GOAL - Rescale the lines from the one containing "A single point marks each instance of the small" through the end of the items below, giving them all again with the wording unchanged. Multiply every answer coordinate by 0.75 and round it to a whole number, rounding halves up.

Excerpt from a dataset
+ + + + +

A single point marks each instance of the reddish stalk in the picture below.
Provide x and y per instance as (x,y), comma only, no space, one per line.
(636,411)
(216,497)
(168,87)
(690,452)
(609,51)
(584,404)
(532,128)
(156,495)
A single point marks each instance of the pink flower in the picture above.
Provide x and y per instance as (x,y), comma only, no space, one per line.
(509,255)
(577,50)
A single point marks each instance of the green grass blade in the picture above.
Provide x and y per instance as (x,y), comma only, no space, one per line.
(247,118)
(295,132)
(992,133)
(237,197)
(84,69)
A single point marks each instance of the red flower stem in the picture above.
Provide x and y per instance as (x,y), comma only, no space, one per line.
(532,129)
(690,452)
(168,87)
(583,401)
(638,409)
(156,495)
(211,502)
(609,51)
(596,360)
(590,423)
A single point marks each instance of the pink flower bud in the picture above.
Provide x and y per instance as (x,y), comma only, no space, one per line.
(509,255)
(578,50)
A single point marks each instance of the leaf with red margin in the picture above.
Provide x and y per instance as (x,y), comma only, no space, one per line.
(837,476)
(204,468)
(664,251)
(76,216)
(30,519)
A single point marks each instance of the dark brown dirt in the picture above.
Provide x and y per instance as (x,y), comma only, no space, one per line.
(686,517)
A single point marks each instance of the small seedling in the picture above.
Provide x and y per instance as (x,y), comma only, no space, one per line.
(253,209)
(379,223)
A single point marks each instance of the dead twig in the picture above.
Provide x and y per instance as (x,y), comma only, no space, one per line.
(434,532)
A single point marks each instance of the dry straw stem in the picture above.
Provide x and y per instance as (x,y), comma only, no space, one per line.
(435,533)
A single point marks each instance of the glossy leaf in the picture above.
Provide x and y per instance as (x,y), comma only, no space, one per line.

+ + + + +

EXPECTED ANSWER -
A single point marks each instance of the small seedling in the picture above.
Provide x and y per instance as (x,y), comma only, no space, one per line.
(190,157)
(284,167)
A single point marks each instance of the dead twig in the picture above.
Provide x and y per instance as (x,y), comma only, no space, one per line.
(326,399)
A single point marks each instance of the dry straw stem in the picture above.
Provide x and y per instance as (x,y), comma only, no space, one per line.
(326,400)
A single point marks each instance of the glossy leaf in the picture above.
Provide x and y per instance as (x,y), comma only, no space, one per line.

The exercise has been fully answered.